ACTION ITEM: Only the words of the entries are wanted, repeated exactly and without images.
BEGIN RECORDS PROVIDED
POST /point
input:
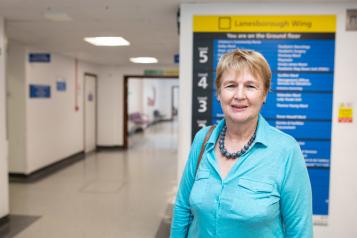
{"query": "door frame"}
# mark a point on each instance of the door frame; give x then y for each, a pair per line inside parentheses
(96, 109)
(126, 80)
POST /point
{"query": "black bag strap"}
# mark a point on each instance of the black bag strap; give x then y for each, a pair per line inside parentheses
(204, 145)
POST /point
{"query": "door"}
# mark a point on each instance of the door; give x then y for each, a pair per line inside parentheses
(90, 104)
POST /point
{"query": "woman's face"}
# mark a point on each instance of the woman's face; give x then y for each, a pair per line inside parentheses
(241, 96)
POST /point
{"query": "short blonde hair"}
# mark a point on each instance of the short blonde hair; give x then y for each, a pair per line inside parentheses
(239, 60)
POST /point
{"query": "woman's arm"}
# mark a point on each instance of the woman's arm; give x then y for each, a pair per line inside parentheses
(296, 197)
(182, 217)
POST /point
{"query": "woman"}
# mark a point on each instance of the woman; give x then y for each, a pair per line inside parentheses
(252, 180)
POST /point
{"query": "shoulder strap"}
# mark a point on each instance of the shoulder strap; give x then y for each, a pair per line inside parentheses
(203, 146)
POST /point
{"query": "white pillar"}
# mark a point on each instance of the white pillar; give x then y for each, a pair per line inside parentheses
(4, 183)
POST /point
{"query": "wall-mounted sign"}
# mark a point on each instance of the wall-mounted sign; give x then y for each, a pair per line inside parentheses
(61, 86)
(159, 72)
(300, 101)
(345, 112)
(176, 58)
(40, 91)
(90, 97)
(39, 57)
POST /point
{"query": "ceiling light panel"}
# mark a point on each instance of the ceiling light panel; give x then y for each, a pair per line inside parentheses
(144, 60)
(107, 41)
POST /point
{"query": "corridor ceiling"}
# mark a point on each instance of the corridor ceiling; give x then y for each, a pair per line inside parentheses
(149, 25)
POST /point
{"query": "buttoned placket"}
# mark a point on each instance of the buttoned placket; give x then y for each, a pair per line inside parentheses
(232, 175)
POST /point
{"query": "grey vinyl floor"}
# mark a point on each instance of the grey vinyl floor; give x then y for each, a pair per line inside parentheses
(121, 194)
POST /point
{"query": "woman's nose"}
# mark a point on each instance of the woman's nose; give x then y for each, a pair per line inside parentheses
(239, 93)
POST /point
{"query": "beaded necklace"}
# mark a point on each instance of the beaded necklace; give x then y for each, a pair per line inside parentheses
(237, 154)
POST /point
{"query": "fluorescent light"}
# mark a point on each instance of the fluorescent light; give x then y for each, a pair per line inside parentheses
(144, 60)
(107, 41)
(57, 16)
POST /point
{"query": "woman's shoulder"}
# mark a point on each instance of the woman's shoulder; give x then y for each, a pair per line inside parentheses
(201, 134)
(283, 138)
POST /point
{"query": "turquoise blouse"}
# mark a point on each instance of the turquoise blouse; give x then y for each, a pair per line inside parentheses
(267, 192)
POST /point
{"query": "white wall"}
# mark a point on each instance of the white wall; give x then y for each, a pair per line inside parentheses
(4, 187)
(16, 106)
(43, 130)
(343, 188)
(160, 90)
(165, 96)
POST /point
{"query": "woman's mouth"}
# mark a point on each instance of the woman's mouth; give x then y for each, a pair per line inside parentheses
(239, 107)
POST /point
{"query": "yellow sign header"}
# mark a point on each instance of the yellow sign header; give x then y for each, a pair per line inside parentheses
(288, 23)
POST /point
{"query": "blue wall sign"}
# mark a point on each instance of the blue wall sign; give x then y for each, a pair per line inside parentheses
(61, 86)
(176, 58)
(301, 97)
(40, 91)
(39, 57)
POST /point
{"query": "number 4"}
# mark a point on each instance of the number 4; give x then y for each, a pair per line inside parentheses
(203, 82)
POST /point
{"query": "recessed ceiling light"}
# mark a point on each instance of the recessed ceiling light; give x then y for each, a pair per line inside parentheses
(55, 15)
(107, 41)
(144, 60)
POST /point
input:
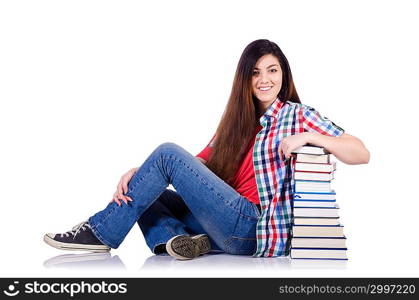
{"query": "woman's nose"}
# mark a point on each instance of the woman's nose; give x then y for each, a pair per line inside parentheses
(264, 78)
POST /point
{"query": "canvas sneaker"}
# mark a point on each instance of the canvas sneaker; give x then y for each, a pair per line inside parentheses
(185, 247)
(80, 238)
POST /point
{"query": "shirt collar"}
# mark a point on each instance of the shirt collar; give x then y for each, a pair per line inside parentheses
(272, 111)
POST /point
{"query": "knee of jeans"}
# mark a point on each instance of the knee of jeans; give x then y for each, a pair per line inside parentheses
(167, 148)
(240, 246)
END RECORDS PROVIDED
FINISHED TASK:
POST /point
input:
{"query": "door frame"}
# mark a point on each instance of the door frame; give x then y for each, a pair per line inside parentheses
(96, 109)
(126, 80)
POST /point
{"query": "black bag strap"}
# mark a point on each instance of the black bag strap; give x then y for each, a pair per line inside parentheses
(204, 145)
POST /point
{"query": "door"}
# mark a point on each instance of the door; give x then y for each, a pair per line inside parentheses
(90, 104)
POST /point
{"query": "woman's face"}
# mark a point on each instance of the woman's face; give x then y for each, a pair per line inside parentheses
(241, 96)
POST /point
{"query": "short blonde hair"}
# mark a point on each instance of the short blonde hair; give x then y for each, a pair per line inside parentheses
(239, 60)
POST /point
{"query": "woman's arm"}
# mark a point on each instance of the woman's arm; give x then y for each, a pair per line inside parentheses
(296, 197)
(182, 217)
POST /point
{"query": "woman"}
# mark a point on each instance of the woman; give x then y for each, a pair per line inside parentheses
(252, 180)
POST /point
{"query": "shoulder strap"}
# mark a point on each instance of the shoulder strap; give x then y for each, a pair per line inside parentheses
(203, 146)
POST /point
{"query": "white pillar"}
# mark a point on each instance of the white pillar; give x then y for each, a pair per line inside parentheses
(4, 183)
POST /point
{"query": "wall-mounted sign"}
# mark a point on each instance of the wall-mounted sign; give x then y for each, a pair per line inside parentheses
(61, 86)
(159, 72)
(300, 101)
(345, 112)
(176, 58)
(40, 91)
(90, 97)
(39, 57)
POST /point
{"query": "ceiling light panel"}
# mark a point on each instance of the ceiling light panel; give x then y for each, a pair per line inside parentheses
(144, 60)
(107, 41)
POST /point
{"query": "corridor ceiling"}
# mark a point on each instance of the corridor ceiling; give x then y for each, a pair per line inside parentheses
(149, 25)
POST /point
{"query": "buttoned placket"}
# mark a point on each instance of the buttoned placket; give x then y for each, a pair per line inside parentheses
(232, 175)
POST /point
{"query": "grey vinyl floor"}
# mark a point on each instance of the grey vinyl floor; give x then y for each, a pair per line inside parentheses
(121, 194)
POST /point
{"query": "woman's nose"}
# mark a point on each instance of the woman's nose; give x then y for each, a pair per line inside parentheses
(239, 93)
POST /point
{"query": "beaded necklace"}
# mark a point on each instance of the beaded necklace; give x then y for each, a pair per line inside parentheses
(237, 154)
POST /point
{"query": "fluorescent light"}
# mark a point on each instance of the fluorescent light; give x then y for each, a pair per line inside parentheses
(144, 60)
(107, 41)
(57, 16)
POST /point
{"query": "woman's shoulder"}
# mark a point on each instance of the woman's shoulder; give x then y for each, a pair per line inside parentheses
(201, 134)
(283, 138)
POST /point
{"query": "turquoise blouse"}
# mark a point on each instance of the turquoise blouse; give x then y for each, a pair per line inside parentheses
(267, 192)
POST /point
{"query": "white wall"}
# mark a point on each instance of the white wall; give x then y for each, a pair per line inside parentheses
(4, 187)
(16, 106)
(43, 130)
(343, 188)
(160, 90)
(165, 96)
POST /point
{"query": "woman's mouth"}
# mark a point on each instance of the woman's mouth; give x then y for each, a pair per line inside parentheses
(239, 107)
POST /point
{"query": "yellow sign header"}
# mark a point on each instance of the yellow sign header; give x then y for each, a pair per line inside parentheses
(288, 23)
POST /point
{"query": "blue wall sign"}
# mark a point on each instance of the blue wall sign; give x then y for each, a pair per line inside parentheses
(61, 86)
(176, 58)
(301, 97)
(40, 91)
(39, 57)
POST /point
{"query": "number 4"}
# mark a point on each instance of the number 4; give x then y for each, a pair per line inside parentheses
(203, 82)
POST /point
{"query": "recessed ceiling light"}
# mark a point on each instance of the recessed ceiling light; give x then y for each, a pair per line inside parentheses
(55, 15)
(107, 41)
(144, 60)
POST /point
input:
{"query": "woman's nose"}
# mark a point on each instance of the woman's nose; give x then y for each, a pair per line inside parentheses
(264, 78)
POST /point
{"query": "canvas sneaker"}
# mark a point on each instance of the canvas sneaker; give x then y for each, a pair per line inside parentheses
(185, 247)
(80, 238)
POST /point
{"query": "shirt collar"}
# mark a point on each instance of the shirt collar; give x then y for each, a pair per line inside parentheses
(272, 111)
POST /point
{"query": "knee of jeans"}
# mark a point on each instance of the knee of jeans; give x then y for each, a pair per line inside parentheses
(167, 148)
(240, 246)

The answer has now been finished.